- Data for this exercise
»»

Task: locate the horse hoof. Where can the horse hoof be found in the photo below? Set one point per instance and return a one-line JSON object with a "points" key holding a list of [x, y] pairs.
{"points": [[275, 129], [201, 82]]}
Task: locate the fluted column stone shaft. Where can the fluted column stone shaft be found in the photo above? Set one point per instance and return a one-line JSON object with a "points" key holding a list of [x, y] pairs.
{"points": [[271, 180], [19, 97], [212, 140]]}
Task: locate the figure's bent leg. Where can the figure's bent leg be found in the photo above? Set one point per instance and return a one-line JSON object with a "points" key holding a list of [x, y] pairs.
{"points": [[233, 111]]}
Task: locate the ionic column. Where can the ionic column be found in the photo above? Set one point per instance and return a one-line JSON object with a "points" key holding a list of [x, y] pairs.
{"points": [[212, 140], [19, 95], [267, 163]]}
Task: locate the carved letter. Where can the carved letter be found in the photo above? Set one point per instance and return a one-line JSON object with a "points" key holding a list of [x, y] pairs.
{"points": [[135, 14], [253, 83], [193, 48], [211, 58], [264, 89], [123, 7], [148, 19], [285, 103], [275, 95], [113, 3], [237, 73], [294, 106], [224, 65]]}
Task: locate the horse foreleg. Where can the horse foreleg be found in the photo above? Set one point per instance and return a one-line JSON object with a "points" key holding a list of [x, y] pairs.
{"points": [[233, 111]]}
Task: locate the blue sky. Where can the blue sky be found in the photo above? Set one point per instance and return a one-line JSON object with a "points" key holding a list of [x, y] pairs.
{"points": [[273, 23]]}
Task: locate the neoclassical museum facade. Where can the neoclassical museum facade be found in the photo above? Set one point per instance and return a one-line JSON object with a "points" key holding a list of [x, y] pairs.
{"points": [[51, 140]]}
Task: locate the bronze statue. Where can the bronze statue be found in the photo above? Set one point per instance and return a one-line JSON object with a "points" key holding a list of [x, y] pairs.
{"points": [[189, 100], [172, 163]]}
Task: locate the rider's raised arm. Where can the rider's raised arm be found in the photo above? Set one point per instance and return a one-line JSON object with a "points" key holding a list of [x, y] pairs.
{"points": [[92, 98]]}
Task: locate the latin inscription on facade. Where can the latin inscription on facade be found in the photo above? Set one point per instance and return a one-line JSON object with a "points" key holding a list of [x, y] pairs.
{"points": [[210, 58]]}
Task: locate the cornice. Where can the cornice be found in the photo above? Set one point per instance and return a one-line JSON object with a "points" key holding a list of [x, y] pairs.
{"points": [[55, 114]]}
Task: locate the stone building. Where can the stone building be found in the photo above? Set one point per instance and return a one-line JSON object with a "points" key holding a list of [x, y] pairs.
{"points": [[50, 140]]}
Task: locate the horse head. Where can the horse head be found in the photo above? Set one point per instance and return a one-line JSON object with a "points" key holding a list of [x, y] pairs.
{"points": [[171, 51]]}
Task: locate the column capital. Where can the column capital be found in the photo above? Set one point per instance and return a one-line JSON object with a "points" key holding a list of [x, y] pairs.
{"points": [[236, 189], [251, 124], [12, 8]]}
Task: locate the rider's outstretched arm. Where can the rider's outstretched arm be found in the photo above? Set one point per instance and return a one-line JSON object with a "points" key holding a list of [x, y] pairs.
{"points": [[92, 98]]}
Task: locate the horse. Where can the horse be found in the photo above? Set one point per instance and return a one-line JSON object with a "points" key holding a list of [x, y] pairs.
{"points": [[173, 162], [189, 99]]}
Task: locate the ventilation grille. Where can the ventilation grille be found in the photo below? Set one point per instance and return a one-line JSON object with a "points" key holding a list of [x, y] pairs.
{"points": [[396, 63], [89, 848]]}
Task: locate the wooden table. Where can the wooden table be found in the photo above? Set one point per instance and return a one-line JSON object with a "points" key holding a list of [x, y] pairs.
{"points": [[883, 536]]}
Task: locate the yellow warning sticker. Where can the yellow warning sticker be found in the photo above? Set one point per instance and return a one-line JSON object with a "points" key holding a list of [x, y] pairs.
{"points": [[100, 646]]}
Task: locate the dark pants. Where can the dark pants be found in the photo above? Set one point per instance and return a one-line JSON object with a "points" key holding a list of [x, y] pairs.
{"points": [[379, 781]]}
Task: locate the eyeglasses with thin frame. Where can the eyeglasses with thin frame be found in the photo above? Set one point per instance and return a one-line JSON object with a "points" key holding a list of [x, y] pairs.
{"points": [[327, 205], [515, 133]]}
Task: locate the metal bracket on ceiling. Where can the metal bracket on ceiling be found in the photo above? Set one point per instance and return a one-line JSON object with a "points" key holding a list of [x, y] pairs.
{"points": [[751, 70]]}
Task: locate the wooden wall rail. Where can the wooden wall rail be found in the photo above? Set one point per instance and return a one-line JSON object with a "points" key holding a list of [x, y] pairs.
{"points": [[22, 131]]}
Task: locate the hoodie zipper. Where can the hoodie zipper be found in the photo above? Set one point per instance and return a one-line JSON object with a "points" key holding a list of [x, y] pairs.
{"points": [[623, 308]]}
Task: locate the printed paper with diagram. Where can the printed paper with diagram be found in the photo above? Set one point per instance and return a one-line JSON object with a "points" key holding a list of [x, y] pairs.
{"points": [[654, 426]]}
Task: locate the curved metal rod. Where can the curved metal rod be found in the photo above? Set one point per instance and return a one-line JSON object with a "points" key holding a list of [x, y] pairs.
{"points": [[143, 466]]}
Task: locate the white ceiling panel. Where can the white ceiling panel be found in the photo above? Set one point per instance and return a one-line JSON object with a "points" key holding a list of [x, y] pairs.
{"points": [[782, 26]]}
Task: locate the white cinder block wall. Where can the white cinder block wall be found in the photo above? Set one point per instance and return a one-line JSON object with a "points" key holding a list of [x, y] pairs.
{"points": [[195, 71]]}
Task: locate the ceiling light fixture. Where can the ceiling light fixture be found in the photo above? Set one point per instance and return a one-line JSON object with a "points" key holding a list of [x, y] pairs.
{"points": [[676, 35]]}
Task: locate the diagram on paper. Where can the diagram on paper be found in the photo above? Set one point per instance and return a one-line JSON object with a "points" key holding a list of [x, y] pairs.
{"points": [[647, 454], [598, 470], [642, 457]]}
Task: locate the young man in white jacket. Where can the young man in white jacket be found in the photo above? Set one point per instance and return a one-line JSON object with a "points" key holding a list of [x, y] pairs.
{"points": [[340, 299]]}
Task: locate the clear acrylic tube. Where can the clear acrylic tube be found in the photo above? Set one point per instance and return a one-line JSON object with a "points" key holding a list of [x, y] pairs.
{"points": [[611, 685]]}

««

- Given instruction
Copy out each record, keeping every word as it is.

- Output of the exercise
Task: locate the horse hoof. Where can the horse hoof be found in the photo below? Set one point per instance and return a one-line JSON object with a "points" key holding a list of [x, y] pairs.
{"points": [[275, 129], [201, 82]]}
Task: locate the fluted column stone shaft. Where can the fluted column stone shaft be found in the photo above? Set one point per instance and return a one-line JSON object with a "points" key holding a list of [x, y] pairs.
{"points": [[271, 180], [19, 97], [212, 140]]}
Task: locate the figure's bent leg. Where can the figure's bent leg be found in the photo above? Set one point per instance and return a one-line JSON object with a "points" key holding a list of [x, y] pairs.
{"points": [[233, 111]]}
Task: locate the ionic column. Where can the ionic column be found in the photo above? Set one point per instance and return a one-line JSON object with a "points" key holding a list of [x, y] pairs.
{"points": [[212, 140], [19, 95], [267, 163]]}
Task: locate the carved letter. Where can the carved letter be found in the photo above? Set one point per instance and return a one-line JSON object with a "points" key holding a list of [x, y] pairs.
{"points": [[135, 14], [253, 83], [193, 48], [211, 58], [264, 89], [123, 7], [148, 19], [285, 103], [275, 95], [113, 3], [237, 73], [294, 106], [224, 65]]}
Task: locate the horse foreleg. Where can the horse foreleg be found in the photo above? Set one point per instance and return a one-line JSON object with a "points" key holding a list of [x, y] pairs.
{"points": [[233, 111]]}
Task: locate the blue sky. Where can the blue sky be found in the photo above? Set one point per instance and return a one-line JSON object with a "points" key holding a list of [x, y] pairs.
{"points": [[273, 23]]}
Task: locate the neoclassical museum facade. Where can the neoclassical museum facade be found in the photo above? Set one point per instance and return a one-line JSON object with a "points" key holding a list of [x, y] pairs.
{"points": [[51, 140]]}
Task: locate the bronze statue. Where can the bronze statue be found in the photo above? Set one point per instance and return a one-line JSON object with a "points" key holding a list of [x, y] pairs.
{"points": [[189, 100], [172, 163]]}
Task: locate the rider's raised arm. Where can the rider's raised arm be found in the photo above? Set one point per instance and return a one-line JSON object with a "points" key holding a list of [x, y] pairs.
{"points": [[92, 98]]}
Task: locate the latin inscription on facade. Where can the latin inscription on facade be found in the photo above? Set one point per instance and return a one-line JSON object with a "points" key holding a list of [x, y] pairs.
{"points": [[210, 58]]}
Task: locate the cornice. Where can the cornice be found in the photo above? Set one point per instance and return a one-line JSON object with a "points" key holding a list of [x, y] pairs.
{"points": [[55, 114]]}
Task: locate the stone building. Where can the stone building be found in the photo above? Set one point per instance and return a one-line JSON object with a "points" key holding a list of [x, y] pairs.
{"points": [[50, 140]]}
Task: locate the horse head. Where can the horse head be found in the photo above? Set one point per instance and return a one-line JSON object with a "points" key holding a list of [x, y] pairs.
{"points": [[171, 51]]}
Task: locate the column capital. Where can the column capital be found in the photo above? Set one point per instance and return a one-line JSON object with a "points" key holding a list of [x, y] pairs.
{"points": [[236, 189], [251, 124], [12, 8]]}
Task: locate the rider's outstretched arm. Where can the rider's outstretched arm be found in the photo above? Set one point per instance and return a one-line JSON object with a "points" key holding a list of [x, y] pairs.
{"points": [[92, 98]]}
Task: locate the horse. Where can the horse be found in the photo above? Set one point per instance and return a one-line JSON object with a "points" key holding a list of [x, y] pairs.
{"points": [[173, 162], [189, 99]]}
Task: locate the ventilation grille. Where can the ventilation grille be found in the photo below? Set one point per instance and return a one-line JSON object with a "points" key holding a list of [x, y] pairs.
{"points": [[396, 63], [89, 848]]}
Task: locate the wooden table. Where can the wooden table be found in the photo above? Set one point per instance and return a one-line JSON object with a "points" key holding a list of [x, y] pairs.
{"points": [[883, 536]]}
Task: locate the yellow warning sticker. Where can the yellow warning sticker be found in the photo above? Set one point per instance and return a one-line JSON object with a "points" key holding a list of [x, y] pairs.
{"points": [[100, 646]]}
Task: locate the dark pants. Where can the dark pants be found in the photo above? Set one point per instance and return a one-line JSON object with a "points" key holding a list of [x, y] pairs.
{"points": [[379, 781]]}
Task: locate the eyeglasses with thin frame. Where can the eyeglasses with thin frame be found in the photo above? Set one point per instance and return a one-line JSON object with a "points" key holding a list of [x, y] pairs.
{"points": [[327, 205], [515, 133]]}
Task: locate the metal bracket on ceiling. Where can the metal bracket on ceiling be found in the photo above? Set one point per instance and return a one-line JSON object with a "points" key holding a list of [x, y] pairs.
{"points": [[751, 70]]}
Task: locate the wooden wall rail. Where can the wooden wall rail be found in the photo above? Set one point per instance and return a one-line JSON object with a "points" key holding a list of [x, y] pairs.
{"points": [[22, 131]]}
Task: locate the hoodie zipper. Where can the hoodie zipper be found in the photo above? Set one point per instance and return a one-line JSON object with a "points" key holding a list of [x, y] pairs.
{"points": [[623, 308]]}
Task: locate the printed paper with diagram. Where can the printed paper with diagram be found in the photo above? Set one point per instance and return a one-line JSON object with a "points" key holding a list of [x, y] pairs.
{"points": [[654, 426]]}
Task: locate the curved metal rod. Where can the curved metal rod be found in the photo above? Set one point per instance and return a one-line JSON object with a "points" key holding a list of [x, y] pairs.
{"points": [[143, 466]]}
Task: locate the white ceiling panel. Where can the white ceiling panel be found in the photo above? Set one point per instance and return a one-line JSON object with a "points" key holding a list of [x, y] pairs.
{"points": [[782, 26]]}
Task: locate the white cinder block wall. Where can the white cinder block wall be found in the photo above? Set one point per instance and return a one-line JSON object with a "points" key holding a list of [x, y] pairs.
{"points": [[195, 71]]}
Task: locate the ceiling light fixture. Where can the ceiling light fixture be found in the photo above? Set one point per instance and return a one-line JSON object with a "points" key holding a list of [x, y] pairs.
{"points": [[676, 35]]}
Task: locate the diagram on paper. Where can the diagram on paper be found in the photo above? Set one point per instance and return a one-line JSON object with a "points" key holding a list of [x, y] pairs.
{"points": [[647, 454], [598, 470], [642, 457]]}
Task: locate the young man in white jacket. Where can the young man in white jacket be found in the photo above? Set one point per instance and return a one-line JSON object with a "points" key holding a list of [x, y] pairs.
{"points": [[340, 299]]}
Task: locate the clear acrylic tube. Where can the clear acrylic tube be found in the photo above? Set one point per instance and return a one-line JSON object with a "points" key holding a list of [x, y] pairs.
{"points": [[611, 685]]}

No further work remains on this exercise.